DOCUMENT SEGMENT:
· · · · ·
From contaminated blood to birth trauma: how the concerns of female NHS patients are being ignored

England’s Patient Safety Commissioner Henrietta Hughes has warned that NHS patients who raise concerns are too often “manipulated”, “fobbed off” or dismissed as “difficult women”.

“It shows a very dismissive and old-fashioned, patronizing attitude towards patients who have identified problems and need their voices heard,” she said.

Here are some examples of cases where women who raised the alarm were ignored.

Contaminated blood

Women who contracted hepatitis C after receiving contaminated blood during childbirth have told how they were “manipulated” by doctors when they tried to seek help for symptoms linked to the virus.

Many were told they suffered from conditions such as depression, allergies or irritable bowel syndrome.

Doctors thought many of the women were alcoholics and refused to believe them when they said they had stopped drinking because their liver problems persisted.

Many women have had to wait decades before finally being diagnosed with hepatitis C. This delay has led to serious and ongoing health problems.

According to charities, these women were “failed twice” – first when they received contaminated blood transfusions and again when they sought help for their symptoms.

Birth trauma

A woman who repeatedly reported to NHS staff that she was in extreme pain in the final weeks of her pregnancy had been labelled a ‘frightened mother’ on her notes, a parliamentary inquiry into birth trauma has been told. In fact, she was bleeding internally as a result of tissue tearing behind her womb.

Another had to chase her hospital to arrange a scan, including 44 phone calls in one day, after her belly dropped in height. If she had been given a scan, as recommended in the National Institute for Health and Care Excellence (Nice) guidelines, it would have revealed her baby was failing to thrive. The baby died in labour.

One mother told the survey that she had expressed concern that her baby looked jaundiced, but the midwife told her he was fine. “She wrote in my notes that I was an overprotective mother and that my baby was not jaundiced.”

It was only after her husband intervened that a doctor confirmed their baby had jaundice. “The next day, the page the midwife had written was torn out,” the mother told the inquiry.

The study found that psychological complaints or symptoms after a traumatic birth were often ignored or dismissed as unimportant.


A woman was ‘fobbed off’ by her doctors after they failed to diagnose her bowel cancer for a year, an investigation by the Parliamentary Ombudsman for Health (PHSO) found last year.

Charlie Puplett, 45, raised concerns at her GP surgery in Yeovil, Somerset, about unexplained weight loss, loss of appetite and a change in her bowel habits. But the operation did not test her for bowel cancer – a doctor suggested she was anorexic and “in denial”, she said.
· · · · ·
INFORMATION GIVEN:
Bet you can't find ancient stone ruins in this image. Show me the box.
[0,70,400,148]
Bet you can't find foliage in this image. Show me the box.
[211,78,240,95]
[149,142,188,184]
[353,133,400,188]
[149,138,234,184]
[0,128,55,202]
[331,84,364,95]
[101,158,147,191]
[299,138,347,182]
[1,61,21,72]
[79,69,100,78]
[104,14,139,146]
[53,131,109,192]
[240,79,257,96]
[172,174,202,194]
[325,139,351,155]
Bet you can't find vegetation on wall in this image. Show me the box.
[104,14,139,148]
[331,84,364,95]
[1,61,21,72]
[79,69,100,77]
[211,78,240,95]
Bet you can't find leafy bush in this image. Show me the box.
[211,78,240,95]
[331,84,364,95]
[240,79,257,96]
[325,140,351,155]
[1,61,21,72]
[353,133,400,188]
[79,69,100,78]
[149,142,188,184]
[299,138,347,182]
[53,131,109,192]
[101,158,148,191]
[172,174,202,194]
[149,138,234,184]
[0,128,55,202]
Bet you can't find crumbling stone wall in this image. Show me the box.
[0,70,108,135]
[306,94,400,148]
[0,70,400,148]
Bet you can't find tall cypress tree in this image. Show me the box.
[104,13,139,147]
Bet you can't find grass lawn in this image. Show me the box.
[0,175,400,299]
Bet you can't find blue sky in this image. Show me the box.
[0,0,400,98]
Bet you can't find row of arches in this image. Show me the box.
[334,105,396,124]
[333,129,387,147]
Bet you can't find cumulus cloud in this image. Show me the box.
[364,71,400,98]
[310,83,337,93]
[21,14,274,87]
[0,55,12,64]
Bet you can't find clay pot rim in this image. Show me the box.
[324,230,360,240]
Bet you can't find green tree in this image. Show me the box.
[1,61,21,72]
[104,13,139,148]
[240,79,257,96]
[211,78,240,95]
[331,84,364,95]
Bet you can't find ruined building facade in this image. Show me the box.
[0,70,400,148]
· · · · ·
PROMPT:
Answer these questions about the text on female NHS patients:
1. What conditions were many women with hepatitis C told they suffered from?
2. How many phone calls did one woman make in one day while chasing her hospital to arrange a scan?
3. In which town was Charlie Puplett's GP surgery?
Answer from the text on female NHS patients alone.

TASK RESPONSE:
1. Depression, allergies or irritable bowel syndrome.
2. 44.
3. Yeovil, Somerset.